● **Passage for review**:
■ ■ ■ ■
The Order provides authority for the
Committee, with the approval of AMS,
to formulate an annual budget of
expenses and to collect assessments
from handlers to administer the
program. The members are familiar with
the Committee’s needs and with the
costs of goods and services in their local
area, and can formulate an appropriate
budget and assessment rate. The
assessment rate is formulated and
discussed in a public meeting, and all
directly affected persons have an
opportunity to participate and provide
input.
This final rule increases the
assessment rate from $16 per ton of
assessed olives, the rate that was
established for the 2022 and subsequent
fiscal years, to $35 per ton of assessed
olives for the 2023 and subsequent fiscal
years. The higher rate is the result of the
significantly lower crop size in 2022
(fruit that is marketed over the course of
the 2023 fiscal year) and the need to
maintain the Committee’s financial
reserve.
The Committee met on December 13,
2022, and unanimously recommended
2023 fiscal year expenditures of
$1,154,412 and an assessment rate of
$35 per ton of assessed olives. In
comparison, last year’s budgeted
expenditures were $1,245,085. The
assessment rate of $35 is $19 higher
than the rate currently in effect.
■ ■ ■ ■
Dataset items

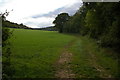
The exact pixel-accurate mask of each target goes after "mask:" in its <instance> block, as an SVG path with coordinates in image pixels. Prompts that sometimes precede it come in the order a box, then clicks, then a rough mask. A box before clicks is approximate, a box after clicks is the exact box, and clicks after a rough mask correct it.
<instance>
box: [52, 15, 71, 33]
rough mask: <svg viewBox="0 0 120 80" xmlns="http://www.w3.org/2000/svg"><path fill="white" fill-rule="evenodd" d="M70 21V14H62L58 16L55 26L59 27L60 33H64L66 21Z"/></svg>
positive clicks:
■ ■ ■ ■
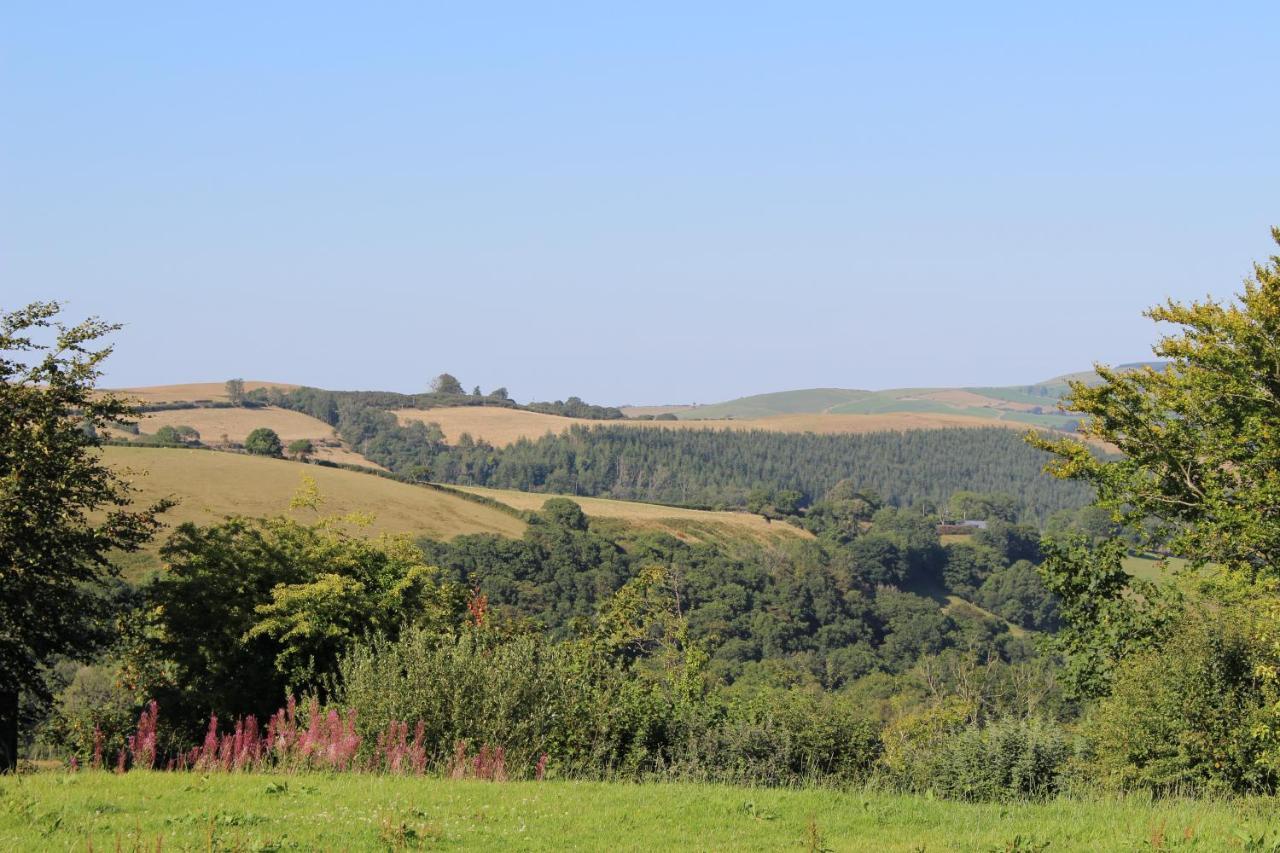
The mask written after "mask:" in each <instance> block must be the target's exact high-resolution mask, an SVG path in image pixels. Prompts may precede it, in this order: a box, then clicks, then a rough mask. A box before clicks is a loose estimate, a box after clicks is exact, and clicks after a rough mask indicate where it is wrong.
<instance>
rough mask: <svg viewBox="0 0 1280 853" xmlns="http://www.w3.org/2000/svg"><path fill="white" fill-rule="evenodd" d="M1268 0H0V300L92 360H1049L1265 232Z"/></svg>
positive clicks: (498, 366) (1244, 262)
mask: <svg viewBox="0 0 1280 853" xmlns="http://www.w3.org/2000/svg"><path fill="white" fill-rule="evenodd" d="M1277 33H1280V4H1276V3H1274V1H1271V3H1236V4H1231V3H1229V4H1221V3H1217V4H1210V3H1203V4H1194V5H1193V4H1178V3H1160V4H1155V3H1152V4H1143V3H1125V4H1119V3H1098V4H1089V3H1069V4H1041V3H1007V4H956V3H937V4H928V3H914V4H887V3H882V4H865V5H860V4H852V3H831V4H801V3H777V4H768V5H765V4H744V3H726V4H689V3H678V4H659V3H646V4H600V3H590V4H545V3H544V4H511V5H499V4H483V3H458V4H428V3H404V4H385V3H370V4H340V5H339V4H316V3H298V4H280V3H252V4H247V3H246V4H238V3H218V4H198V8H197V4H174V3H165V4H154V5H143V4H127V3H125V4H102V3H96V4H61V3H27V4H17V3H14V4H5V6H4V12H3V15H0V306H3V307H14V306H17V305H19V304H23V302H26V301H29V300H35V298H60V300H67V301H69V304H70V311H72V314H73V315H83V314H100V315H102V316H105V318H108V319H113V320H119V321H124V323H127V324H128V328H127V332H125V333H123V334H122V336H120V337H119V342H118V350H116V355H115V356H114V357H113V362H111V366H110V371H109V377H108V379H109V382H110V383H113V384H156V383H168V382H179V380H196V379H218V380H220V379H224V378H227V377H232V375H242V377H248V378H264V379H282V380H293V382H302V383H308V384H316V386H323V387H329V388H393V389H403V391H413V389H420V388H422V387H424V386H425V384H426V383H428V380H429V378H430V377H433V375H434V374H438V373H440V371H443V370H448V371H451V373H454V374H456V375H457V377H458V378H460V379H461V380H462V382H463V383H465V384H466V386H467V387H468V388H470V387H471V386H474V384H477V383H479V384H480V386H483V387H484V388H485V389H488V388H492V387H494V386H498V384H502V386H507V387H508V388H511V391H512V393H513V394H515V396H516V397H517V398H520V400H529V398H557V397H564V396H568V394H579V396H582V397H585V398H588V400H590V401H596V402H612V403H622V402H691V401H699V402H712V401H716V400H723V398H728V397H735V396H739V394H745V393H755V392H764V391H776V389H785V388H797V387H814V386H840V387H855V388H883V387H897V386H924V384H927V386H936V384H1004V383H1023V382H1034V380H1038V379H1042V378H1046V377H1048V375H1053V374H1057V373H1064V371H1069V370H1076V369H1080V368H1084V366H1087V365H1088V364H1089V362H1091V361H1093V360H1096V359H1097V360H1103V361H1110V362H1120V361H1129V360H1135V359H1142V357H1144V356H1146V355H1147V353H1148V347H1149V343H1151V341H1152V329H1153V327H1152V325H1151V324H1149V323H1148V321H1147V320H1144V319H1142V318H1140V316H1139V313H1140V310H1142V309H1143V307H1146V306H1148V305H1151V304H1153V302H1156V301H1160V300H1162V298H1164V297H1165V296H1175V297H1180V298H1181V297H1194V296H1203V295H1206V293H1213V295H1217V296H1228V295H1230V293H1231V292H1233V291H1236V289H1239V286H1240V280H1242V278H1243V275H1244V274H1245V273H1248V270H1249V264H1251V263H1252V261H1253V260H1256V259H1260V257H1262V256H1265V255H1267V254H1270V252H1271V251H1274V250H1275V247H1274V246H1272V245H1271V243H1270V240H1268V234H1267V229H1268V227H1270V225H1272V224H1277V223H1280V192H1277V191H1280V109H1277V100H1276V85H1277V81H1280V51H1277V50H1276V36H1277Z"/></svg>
■ ■ ■ ■
● **Directions for this task**:
Copy the passage on the olive assessment rate from "The Committee met" to "currently in effect.", renaming "Committee" to "Board" throughout.

● **Exercise output**:
The Board met on December 13,
2022, and unanimously recommended
2023 fiscal year expenditures of
$1,154,412 and an assessment rate of
$35 per ton of assessed olives. In
comparison, last year’s budgeted
expenditures were $1,245,085. The
assessment rate of $35 is $19 higher
than the rate currently in effect.